> **WRITTEN INSTRUCTION**: Reproduce all of the records below line for line, changing nothing.

::::::::

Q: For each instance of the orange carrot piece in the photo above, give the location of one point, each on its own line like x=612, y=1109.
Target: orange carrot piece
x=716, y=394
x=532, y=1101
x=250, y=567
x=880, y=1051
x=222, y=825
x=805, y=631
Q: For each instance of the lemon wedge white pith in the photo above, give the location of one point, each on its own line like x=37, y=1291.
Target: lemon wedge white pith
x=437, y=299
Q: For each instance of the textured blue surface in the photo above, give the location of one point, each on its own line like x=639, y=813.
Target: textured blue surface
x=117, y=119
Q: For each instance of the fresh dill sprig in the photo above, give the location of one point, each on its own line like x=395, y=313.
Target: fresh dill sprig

::::::::

> **FULL SOLUTION**:
Q: For each instance of the orange carrot piece in the photo above, give the location of one point, each on its own line like x=612, y=1109.
Target: orange carrot piece
x=716, y=394
x=532, y=1101
x=250, y=567
x=880, y=1051
x=222, y=825
x=805, y=631
Q: For each instance of the lemon wedge white pith in the photo above, give the location of one point, each on its own line like x=37, y=1291.
Target: lemon wedge white pith
x=437, y=299
Q: For each instance of the textured blue surface in the photo above, give the location of one point, each on its own line like x=639, y=813.
Target: textured blue surface
x=117, y=119
Q: For each instance of the fresh dill sprig in the photo above, give the location of one point, each on its own line like x=395, y=313.
Target: fresh dill sprig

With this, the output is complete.